### Document segment ###
Creating a UNIX shell

Due by 11:59 PM on Sunday, Sep 27

Changelog

September 13, 2020: Added clarification for the Makefile
September 11, 2020: Added examples at the end of the page
September 11, 2020: Added clarification for getenv

Introduction

In this assignment, you will be producing a simple *nix shell program. This assignment only requires a few very basic features of a shell, and leaves out much of the functionality that more advanced shells such as Bash include. That is not to say that this assignment will be easy — this is a 400-level course, after all. There are still several parts of this assignment that could trip you up, especially if you are not comfortable with lower-level C programming.

This project is designed to help you get a bit of a warm-up with C, including topics that will be of extreme importance going forward with your programming projects. This assignment is to be completed entirely in user-space — not within the Linux kernel source code and does not involve recompiling the kernel. You may complete this assignment outside of your VM for the class if you wish, however the TAs will be using a setup like your VM in order to grade the assignment (so you should at least compile/run your submitted assignment once in your VM to ensure it works before submitting it).

You are however not allowed to use the GL system (or any other shared environment) at UMBC to complete this assignment! You can get into real trouble for this!

This assignment must be completed in the C programming language (you can choose to use C89/C90/ANSI C, C99, or C11 (with POSIX extensions) as you see fit — please don't try to torture yourself with pre-ANSI/traditional/K&R C)

What is a shell?
### Entries supplied ###
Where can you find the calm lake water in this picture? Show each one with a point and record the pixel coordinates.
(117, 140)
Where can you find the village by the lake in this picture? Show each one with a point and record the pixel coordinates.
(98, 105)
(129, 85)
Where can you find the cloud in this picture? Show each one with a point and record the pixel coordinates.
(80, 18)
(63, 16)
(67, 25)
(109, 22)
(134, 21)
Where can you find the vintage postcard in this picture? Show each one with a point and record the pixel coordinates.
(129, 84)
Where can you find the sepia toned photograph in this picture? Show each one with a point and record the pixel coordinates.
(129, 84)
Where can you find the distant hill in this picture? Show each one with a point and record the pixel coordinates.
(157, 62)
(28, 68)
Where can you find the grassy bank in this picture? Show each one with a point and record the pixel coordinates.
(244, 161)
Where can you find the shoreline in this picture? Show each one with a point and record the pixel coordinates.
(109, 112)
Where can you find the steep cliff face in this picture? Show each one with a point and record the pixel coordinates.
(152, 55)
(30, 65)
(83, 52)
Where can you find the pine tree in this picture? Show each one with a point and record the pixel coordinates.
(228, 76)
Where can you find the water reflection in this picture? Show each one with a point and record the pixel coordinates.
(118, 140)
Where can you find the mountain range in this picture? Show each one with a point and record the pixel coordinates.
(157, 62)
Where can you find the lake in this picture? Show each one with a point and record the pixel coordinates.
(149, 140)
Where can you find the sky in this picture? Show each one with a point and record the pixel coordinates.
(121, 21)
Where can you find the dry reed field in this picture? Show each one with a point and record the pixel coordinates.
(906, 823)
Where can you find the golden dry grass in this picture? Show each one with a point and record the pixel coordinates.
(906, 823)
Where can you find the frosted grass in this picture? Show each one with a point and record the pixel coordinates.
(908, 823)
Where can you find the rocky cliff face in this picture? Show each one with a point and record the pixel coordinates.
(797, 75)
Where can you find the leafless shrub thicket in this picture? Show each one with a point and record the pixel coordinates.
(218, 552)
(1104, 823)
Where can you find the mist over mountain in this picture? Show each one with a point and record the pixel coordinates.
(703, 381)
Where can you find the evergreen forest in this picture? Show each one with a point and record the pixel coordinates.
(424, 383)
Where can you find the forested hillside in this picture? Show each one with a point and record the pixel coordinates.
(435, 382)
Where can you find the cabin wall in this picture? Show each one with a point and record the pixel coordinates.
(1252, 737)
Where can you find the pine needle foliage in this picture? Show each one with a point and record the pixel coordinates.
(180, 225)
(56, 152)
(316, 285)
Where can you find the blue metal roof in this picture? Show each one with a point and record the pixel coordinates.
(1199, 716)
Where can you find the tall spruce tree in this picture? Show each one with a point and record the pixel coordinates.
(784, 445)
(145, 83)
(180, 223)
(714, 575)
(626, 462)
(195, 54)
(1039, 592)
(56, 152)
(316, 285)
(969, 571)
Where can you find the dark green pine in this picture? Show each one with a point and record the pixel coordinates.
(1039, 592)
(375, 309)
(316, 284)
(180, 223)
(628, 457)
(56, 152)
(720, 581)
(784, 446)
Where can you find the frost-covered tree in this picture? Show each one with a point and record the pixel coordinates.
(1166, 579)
###
### Entries supplied ###
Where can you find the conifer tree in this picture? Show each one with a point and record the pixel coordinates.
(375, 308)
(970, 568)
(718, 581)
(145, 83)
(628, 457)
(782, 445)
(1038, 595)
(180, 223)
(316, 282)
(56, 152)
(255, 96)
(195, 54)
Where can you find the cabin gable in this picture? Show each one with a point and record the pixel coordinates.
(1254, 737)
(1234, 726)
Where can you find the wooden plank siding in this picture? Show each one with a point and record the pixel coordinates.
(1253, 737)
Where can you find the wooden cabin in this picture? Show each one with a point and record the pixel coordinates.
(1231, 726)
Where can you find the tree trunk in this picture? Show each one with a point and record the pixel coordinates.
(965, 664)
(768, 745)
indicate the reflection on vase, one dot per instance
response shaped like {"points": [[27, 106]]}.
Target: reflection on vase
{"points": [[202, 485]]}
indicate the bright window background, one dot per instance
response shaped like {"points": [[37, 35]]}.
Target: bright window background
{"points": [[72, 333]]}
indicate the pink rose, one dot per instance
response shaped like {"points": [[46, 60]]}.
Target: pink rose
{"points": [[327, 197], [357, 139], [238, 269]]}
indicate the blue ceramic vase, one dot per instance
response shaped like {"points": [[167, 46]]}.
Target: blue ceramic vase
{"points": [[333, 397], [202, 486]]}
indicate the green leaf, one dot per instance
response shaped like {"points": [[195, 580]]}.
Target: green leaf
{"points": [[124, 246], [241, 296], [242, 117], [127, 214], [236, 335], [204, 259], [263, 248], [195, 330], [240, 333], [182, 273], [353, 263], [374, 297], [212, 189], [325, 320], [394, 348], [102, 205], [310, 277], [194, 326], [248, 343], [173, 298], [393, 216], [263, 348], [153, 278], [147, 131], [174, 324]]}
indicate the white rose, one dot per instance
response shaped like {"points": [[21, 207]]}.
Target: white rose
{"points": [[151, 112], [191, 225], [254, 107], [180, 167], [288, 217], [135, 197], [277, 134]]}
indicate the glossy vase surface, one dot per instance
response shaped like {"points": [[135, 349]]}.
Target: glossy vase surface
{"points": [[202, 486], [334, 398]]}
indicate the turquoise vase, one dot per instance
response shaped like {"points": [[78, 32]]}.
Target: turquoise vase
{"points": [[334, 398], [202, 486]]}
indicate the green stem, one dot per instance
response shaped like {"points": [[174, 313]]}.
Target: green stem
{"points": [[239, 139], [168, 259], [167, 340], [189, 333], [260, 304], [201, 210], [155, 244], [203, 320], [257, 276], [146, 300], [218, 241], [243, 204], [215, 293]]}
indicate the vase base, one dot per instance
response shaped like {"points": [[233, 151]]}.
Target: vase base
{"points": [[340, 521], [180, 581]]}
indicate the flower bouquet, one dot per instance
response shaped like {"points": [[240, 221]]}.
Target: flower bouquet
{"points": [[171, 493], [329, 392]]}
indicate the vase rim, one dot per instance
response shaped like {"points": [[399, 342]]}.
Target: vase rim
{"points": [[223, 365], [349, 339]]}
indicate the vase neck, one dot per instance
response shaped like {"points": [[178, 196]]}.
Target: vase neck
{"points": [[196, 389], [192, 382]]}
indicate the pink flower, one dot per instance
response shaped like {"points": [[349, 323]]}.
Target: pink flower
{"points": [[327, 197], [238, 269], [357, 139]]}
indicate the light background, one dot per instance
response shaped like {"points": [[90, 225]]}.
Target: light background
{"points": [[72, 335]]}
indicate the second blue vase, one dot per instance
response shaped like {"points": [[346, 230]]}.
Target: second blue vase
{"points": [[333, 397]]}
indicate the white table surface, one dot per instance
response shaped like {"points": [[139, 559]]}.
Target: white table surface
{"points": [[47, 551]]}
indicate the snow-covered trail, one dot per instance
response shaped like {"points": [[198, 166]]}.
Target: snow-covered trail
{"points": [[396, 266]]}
###
### Entries supplied ###
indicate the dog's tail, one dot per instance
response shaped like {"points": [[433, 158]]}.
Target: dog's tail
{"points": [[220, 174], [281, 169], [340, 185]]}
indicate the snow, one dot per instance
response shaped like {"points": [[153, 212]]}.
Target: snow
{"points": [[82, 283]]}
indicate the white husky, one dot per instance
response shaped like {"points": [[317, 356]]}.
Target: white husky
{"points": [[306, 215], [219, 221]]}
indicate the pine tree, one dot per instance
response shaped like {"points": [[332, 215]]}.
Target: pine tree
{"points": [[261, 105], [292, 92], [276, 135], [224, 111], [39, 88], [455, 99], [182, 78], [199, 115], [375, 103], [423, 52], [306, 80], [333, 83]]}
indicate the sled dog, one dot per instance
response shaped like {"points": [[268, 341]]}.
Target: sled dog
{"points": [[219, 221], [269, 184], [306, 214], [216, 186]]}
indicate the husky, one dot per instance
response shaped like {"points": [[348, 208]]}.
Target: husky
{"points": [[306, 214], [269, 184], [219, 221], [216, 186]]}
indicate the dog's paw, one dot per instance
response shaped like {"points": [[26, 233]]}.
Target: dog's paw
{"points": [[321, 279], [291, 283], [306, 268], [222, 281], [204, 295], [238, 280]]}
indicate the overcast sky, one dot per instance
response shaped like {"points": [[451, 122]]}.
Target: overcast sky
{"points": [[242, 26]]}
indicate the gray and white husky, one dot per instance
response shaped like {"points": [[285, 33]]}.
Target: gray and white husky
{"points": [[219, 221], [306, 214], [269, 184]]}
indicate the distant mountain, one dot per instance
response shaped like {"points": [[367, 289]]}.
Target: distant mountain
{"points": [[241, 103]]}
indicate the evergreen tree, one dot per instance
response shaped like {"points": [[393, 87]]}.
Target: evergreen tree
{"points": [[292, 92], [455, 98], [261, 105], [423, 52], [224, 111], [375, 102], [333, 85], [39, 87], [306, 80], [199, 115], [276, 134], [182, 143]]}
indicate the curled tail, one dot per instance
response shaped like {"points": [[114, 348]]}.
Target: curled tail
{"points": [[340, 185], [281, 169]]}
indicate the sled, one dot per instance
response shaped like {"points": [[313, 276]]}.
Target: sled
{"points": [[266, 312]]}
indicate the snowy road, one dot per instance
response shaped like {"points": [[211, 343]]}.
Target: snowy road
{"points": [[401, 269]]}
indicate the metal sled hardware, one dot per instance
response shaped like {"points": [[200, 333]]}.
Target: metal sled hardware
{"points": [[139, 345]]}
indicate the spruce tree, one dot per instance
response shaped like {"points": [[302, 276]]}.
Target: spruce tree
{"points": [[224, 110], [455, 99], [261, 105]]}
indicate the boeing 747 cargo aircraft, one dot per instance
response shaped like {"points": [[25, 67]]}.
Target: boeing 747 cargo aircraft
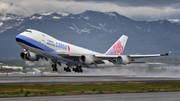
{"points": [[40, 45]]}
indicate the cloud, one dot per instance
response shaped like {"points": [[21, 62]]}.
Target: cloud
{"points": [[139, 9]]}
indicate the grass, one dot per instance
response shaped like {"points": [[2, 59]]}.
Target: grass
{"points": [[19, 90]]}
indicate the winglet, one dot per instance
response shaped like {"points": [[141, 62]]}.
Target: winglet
###
Proceed with the UNIX shell assignment text from the point where it ends. The listing that appears above comes from a separate source.

At it’s core, a shell is a piece of software that will get a string like ls -la from the user, format it, then attempt to execute it. ls is an actual program located in /bin for instance. When you type ls in your shell, it finds that program and executes it. The shell itself does not execute any logic that says: for each file in directory: print filename or something like that. It just invokes ls to do it’s own thing. Yes modern shells have a ton of extra bells and whistles but you should not worry about them in this assignment. You do not have to create any GUIs, windows, or anything of the sort.

Requirements

For this assignment, you will only need to support a few very basic features of a full-fledged *nix shell. Specifically, you will need to have support for all of the following:

If run with no arguments, the shell shall present the user with a prompt at which they can enter commands. Upon the completion of a command, it should prompt the user for a new command.
If run with any arguments, the shell shall print an error message to stderr explaining that it does not accept any command line arguments and exit with an error return code (1).
The shell shall accept command input of arbitrary length (meaning you cannot set a hard limit on command length).
Parse command-line arguments from the user's input and pass them along to the program that the user requests to be started. The command to be called will be either specified as an absolute path to a program binary (like /bin/ls), as the name of a program that resides in a directory in the user's $PATH environment variable (like gcc), or as a relative path (for instance, if we are in the /usr directory, we could type bin/gcc as a command to run /usr/bin/gcc. In addition, your argument parsing code must properly handle escape sequences and quoting. That is to say that the input /bin/echo Hello\nWorld should be parsed into two pieces — the program name /bin/echo and one argument to that program containing the string Hello World with an actual newline character in place of the space (and no quotes).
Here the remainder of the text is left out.